Inverse quadratic optimization with linear equality constraints

Question

considering following quadratic optimization problem with linear equality constraints \begin{equation} \begin{aligned} \max_w~& r^\top w - \frac{1}{2}w^\top Q w \\ \mathrm{s.t.}& \sum w = 1 \end{aligned} \end{equation} By given $r\in\Re^{N\times 1}$ and positive definite $Q$, it is easy to find the analytical solution: \begin{equation} \begin{bmatrix} -Q & \mathbf{1}_{N\times 1} \\ \mathbf{1}_{1\times N} & 0 \end{bmatrix}\begin{bmatrix} w\\ \lambda \end{bmatrix} = \begin{bmatrix} r\\ 1 \end{bmatrix} \end{equation} where $\lambda$ is the Lagrange multiplier. I was wondering, by given the optimal $w^*$, is it possible to derive the vector $r$?
════
◆ Aim 1
Please transcribe the optimization question starting at "Inverse quadratic optimization" and ending at "the vector $r$?".
◆ Aim 2
In the optimization question, what does the symbol λ stand for?

◆ Given information
════
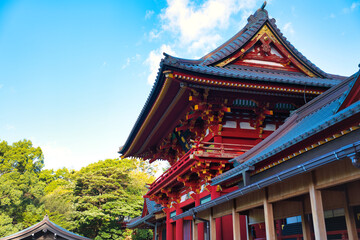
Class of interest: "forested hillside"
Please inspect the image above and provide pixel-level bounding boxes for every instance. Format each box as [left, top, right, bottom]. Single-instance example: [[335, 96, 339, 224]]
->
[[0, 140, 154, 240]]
════
◆ Full response 1
Inverse quadratic optimization with linear equality constraints

Question

considering following quadratic optimization problem with linear equality constraints \begin{equation} \begin{aligned} \max_w~& r^\top w - \frac{1}{2}w^\top Q w \\ \mathrm{s.t.}& \sum w = 1 \end{aligned} \end{equation} By given $r\in\Re^{N\times 1}$ and positive definite $Q$, it is easy to find the analytical solution: \begin{equation} \begin{bmatrix} -Q & \mathbf{1}_{N\times 1} \\ \mathbf{1}_{1\times N} & 0 \end{bmatrix}\begin{bmatrix} w\\ \lambda \end{bmatrix} = \begin{bmatrix} r\\ 1 \end{bmatrix} \end{equation} where $\lambda$ is the Lagrange multiplier. I was wondering, by given the optimal $w^*$, is it possible to derive the vector $r$?

◆ Full response 2
The Lagrange multiplier.